▶ [SOURCE EXCERPT]

@tmm1

computer talk by a systems hacker and ruby-core developer

© 2014. All rights reserved.

Ruby 2.1: Out-of-Band GC

Ruby 2.1's GC is better than ever, but ruby still uses a stop-the-world GC implementation. This means collections triggered during request processing will add latency to your response time. One way to mitigate this is by running GC in-between requests, i.e. "Out-of-Band".

OOBGC is a popular technique, first introduced by Unicorn and later integrated into Passenger. Traditionally, these out-of-band collectors force a GC every N requests. While this works well, it requires careful tuning and can add CPU pressure if unnecessary collections occur too often.

In kiji (twitter's REE fork), @evanweaver introduced GC.preemptive_start as an alternative to the "every N requests" model. This new method could make more intelligent decisions about OOBGC based on the size of the heap and the number of free slots. We've long used a similar trick in our 1.9.3 fork to optimize OOBGC on github.com.

When we upgraded to a patched 2.1.0 in production earlier this month, I translated these techniques into a new OOBGC for RGenGC. Powered by 2.1's new tracepoint GC hooks, it understands both lazy vs immediate sweeping and major vs minor GC in order to make the best descision about when a collection is required.

Using the new OOBGC is simple:

require 'gctools/oobgc'
GC::OOB.run() # run this after every request body is flushed

or if you're using Unicorn:

# in config.ru
require 'gctools/oobgc'
if defined?(Unicorn::HttpRequest)

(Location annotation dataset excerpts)
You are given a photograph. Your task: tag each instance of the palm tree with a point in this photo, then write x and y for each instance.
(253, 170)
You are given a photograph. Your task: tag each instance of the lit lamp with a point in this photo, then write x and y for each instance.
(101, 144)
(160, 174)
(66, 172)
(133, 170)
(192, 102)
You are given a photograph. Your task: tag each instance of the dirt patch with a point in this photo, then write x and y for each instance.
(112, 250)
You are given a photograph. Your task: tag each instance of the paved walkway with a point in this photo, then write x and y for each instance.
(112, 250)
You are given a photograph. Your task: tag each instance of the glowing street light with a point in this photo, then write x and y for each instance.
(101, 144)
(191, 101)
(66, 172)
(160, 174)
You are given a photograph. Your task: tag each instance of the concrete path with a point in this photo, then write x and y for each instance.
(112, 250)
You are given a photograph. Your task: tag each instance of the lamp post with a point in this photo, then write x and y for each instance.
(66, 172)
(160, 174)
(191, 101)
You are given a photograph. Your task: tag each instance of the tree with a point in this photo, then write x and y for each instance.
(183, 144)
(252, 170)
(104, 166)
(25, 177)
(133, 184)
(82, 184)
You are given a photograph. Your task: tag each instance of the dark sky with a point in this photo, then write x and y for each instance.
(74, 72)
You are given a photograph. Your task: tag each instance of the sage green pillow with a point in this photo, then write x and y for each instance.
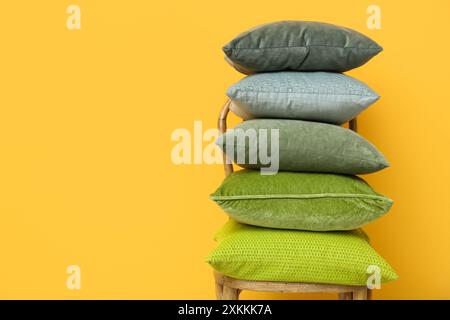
(303, 201)
(300, 46)
(252, 253)
(317, 96)
(300, 146)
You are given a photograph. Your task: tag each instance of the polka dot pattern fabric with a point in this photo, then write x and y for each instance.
(252, 253)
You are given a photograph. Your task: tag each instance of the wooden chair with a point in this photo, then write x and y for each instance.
(228, 288)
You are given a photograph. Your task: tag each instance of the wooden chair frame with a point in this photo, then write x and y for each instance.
(228, 288)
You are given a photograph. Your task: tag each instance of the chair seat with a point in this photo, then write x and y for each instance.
(228, 288)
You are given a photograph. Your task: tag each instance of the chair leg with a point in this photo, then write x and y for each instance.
(360, 294)
(219, 291)
(346, 296)
(230, 293)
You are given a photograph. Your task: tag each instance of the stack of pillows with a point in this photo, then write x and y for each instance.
(303, 223)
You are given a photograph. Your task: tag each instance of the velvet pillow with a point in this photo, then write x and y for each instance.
(252, 253)
(303, 201)
(315, 96)
(295, 145)
(300, 46)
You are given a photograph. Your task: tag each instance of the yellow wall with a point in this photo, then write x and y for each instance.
(86, 116)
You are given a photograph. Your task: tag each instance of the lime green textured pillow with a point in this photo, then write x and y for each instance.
(303, 201)
(252, 253)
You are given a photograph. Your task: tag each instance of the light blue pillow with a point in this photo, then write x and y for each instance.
(315, 96)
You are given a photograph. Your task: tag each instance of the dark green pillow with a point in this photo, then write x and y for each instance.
(301, 146)
(300, 46)
(303, 201)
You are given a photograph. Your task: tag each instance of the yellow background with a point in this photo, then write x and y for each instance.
(86, 116)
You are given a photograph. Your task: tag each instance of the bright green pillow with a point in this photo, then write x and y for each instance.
(252, 253)
(303, 201)
(302, 146)
(316, 96)
(300, 46)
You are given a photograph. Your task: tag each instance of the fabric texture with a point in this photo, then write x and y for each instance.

▶ [YOUR TASKS]
A. Translate this sentence from the out-of-band GC post into Spanish: "OOBGC is a popular technique, first introduced by Unicorn and later integrated into Passenger."
B. Transcribe the passage of the out-of-band GC post starting at "Ruby 2.1's GC" and ending at "occur too often.".
These records were taken from a separate source.

▶ [COMPLETED EXERCISE]
A. OOBGC es una técnica popular, introducida primero por Unicorn y posteriormente integrada en Passenger.

B.
Ruby 2.1's GC is better than ever, but ruby still uses a stop-the-world GC implementation. This means collections triggered during request processing will add latency to your response time. One way to mitigate this is by running GC in-between requests, i.e. "Out-of-Band".

OOBGC is a popular technique, first introduced by Unicorn and later integrated into Passenger. Traditionally, these out-of-band collectors force a GC every N requests. While this works well, it requires careful tuning and can add CPU pressure if unnecessary collections occur too often.